TASK INSTRUCTIONS ->
Write out the passage of the library's ereader post from "Does the library check" to "ebook availbility there.", word for word.
──────── DOCUMENT SEGMENT
When ebooks & ereaders are on your holiday shopping list…

“I’m thinking of buying an ereader this winter. Which one does the library recommend?”

In the next month, you may be shopping for yourself, or considering a purchase as a gift for someone else. While I can’t recommend a particular product for you to purchase, librarians can help you learn more about your options. Research is one of our favorite things after all, right up there next to helping you find a good book!

Does the library check out ebooks?

The Topeka and Shawnee County Public Library is committed to providing ebooks for our customers, and we will be adding more ebooks throughout 2012 as part of our library’s collections. Read more about how to use our ebook collections here. If your gift recipient is outside of our library’s service area, you might consider a sneaky phone call to their hometown library’s reference desk to check on ebook availbility there.

First off, just asking a friend if they like their Nook or Kindle or Sony Reader or iPad probably isn’t enough information to help you make a good purchase decision for yourself. Eink and color tablets provide very different reading experiences. And the tasks the person uses the device for besides reading is an important part of the decision. Just because you don’t check your email, play games or browse the web while you are taking a break from reading a book now doesn’t mean you won’t start doing some of those things if your ereader makes it possible! Whether the ereader owner also has a home computer with internet access and wifi may also affect whether they can make use of the library’s ebook lending service and what type of device would be more useful.
────────────────
──────── DATASET RECORDS
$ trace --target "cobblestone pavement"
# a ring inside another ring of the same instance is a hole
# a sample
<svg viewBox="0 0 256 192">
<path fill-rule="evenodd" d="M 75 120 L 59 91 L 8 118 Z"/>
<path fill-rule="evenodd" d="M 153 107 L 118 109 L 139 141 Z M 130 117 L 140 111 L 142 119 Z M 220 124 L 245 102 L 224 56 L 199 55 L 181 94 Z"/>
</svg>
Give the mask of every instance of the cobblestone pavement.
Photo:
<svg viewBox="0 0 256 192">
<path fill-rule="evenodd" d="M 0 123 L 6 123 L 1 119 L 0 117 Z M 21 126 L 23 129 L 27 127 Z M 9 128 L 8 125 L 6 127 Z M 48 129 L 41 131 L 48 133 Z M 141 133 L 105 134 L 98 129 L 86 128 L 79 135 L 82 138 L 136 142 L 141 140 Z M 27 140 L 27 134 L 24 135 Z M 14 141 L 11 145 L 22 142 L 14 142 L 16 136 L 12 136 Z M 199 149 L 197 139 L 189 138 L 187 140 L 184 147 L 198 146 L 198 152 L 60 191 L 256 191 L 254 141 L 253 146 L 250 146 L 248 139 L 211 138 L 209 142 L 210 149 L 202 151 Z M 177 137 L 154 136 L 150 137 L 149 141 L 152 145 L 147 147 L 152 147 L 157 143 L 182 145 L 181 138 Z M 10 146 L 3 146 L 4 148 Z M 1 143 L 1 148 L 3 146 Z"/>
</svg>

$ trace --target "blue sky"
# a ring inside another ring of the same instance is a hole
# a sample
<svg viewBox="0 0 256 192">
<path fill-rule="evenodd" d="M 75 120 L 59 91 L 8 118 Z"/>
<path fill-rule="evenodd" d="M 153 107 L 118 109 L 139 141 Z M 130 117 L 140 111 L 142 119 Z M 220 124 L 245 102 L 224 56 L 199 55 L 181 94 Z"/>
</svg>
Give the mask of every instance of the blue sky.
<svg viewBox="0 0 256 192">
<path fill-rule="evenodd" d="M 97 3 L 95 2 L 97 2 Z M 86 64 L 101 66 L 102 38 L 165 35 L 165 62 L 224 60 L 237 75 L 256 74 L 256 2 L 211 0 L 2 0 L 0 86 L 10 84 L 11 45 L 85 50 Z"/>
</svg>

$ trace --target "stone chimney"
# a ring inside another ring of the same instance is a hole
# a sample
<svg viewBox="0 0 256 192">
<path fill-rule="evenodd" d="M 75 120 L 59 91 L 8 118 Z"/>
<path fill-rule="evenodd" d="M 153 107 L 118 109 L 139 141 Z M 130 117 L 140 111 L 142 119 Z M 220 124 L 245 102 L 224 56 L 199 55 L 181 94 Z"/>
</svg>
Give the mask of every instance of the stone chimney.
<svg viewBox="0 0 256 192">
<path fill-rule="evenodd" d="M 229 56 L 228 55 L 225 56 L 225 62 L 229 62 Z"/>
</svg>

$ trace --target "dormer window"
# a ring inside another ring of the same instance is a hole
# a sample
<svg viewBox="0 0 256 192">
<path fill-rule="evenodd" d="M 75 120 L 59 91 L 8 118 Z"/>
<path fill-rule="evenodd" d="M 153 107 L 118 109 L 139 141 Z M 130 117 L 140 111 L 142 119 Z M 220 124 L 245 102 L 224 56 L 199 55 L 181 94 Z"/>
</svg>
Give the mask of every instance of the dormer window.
────────────────
──────── DATASET RECORDS
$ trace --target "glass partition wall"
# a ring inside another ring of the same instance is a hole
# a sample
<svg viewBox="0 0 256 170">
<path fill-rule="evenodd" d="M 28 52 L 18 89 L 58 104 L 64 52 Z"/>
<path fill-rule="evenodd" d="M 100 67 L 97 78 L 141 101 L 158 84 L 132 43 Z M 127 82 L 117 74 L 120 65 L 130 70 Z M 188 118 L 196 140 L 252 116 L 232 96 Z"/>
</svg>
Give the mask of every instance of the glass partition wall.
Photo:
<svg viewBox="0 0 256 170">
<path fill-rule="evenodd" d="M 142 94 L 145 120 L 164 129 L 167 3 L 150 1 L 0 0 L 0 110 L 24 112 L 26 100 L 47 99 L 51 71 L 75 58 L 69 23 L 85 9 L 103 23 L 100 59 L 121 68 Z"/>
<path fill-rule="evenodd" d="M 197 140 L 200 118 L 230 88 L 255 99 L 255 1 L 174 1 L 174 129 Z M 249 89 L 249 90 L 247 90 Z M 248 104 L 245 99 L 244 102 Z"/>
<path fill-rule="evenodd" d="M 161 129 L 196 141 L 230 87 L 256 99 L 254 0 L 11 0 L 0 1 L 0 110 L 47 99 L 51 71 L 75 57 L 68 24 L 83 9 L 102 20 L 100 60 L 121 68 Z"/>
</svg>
────────────────
──────── DATASET RECORDS
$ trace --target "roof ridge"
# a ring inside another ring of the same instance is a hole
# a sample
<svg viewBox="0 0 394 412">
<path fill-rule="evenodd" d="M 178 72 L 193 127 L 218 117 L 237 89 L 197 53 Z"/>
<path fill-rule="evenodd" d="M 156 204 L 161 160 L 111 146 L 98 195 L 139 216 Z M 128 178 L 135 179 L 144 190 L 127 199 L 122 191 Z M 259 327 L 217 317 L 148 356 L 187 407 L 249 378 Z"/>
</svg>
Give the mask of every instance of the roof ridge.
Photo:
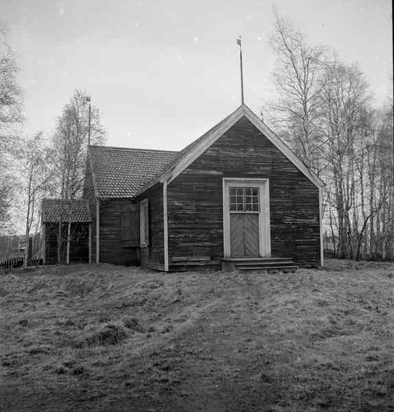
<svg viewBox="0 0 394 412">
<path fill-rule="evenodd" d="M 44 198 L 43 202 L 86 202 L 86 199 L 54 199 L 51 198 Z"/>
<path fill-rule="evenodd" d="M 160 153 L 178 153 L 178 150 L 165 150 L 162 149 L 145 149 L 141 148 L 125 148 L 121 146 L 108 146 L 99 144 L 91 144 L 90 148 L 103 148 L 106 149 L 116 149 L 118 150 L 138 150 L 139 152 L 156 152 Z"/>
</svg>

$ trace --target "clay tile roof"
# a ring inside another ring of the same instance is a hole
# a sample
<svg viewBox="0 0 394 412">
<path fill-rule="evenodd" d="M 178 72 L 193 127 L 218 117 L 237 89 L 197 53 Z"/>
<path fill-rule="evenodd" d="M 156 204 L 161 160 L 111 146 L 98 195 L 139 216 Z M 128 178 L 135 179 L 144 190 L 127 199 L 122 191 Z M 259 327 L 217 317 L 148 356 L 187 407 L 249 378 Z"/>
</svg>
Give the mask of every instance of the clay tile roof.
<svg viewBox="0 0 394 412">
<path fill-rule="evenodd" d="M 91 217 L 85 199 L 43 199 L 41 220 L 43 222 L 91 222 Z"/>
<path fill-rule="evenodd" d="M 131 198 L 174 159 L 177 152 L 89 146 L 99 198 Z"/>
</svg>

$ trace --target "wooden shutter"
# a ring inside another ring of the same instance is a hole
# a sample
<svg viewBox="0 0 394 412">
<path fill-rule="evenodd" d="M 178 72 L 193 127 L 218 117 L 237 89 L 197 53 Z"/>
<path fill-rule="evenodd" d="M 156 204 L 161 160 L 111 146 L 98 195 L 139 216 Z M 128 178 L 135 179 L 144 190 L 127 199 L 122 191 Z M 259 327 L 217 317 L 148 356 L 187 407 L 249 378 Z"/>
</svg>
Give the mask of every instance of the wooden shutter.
────────────────
COMPLETE OUTPUT ->
Does the library check out ebooks?

The Topeka and Shawnee County Public Library is committed to providing ebooks for our customers, and we will be adding more ebooks throughout 2012 as part of our library’s collections. Read more about how to use our ebook collections here. If your gift recipient is outside of our library’s service area, you might consider a sneaky phone call to their hometown library’s reference desk to check on ebook availbility there.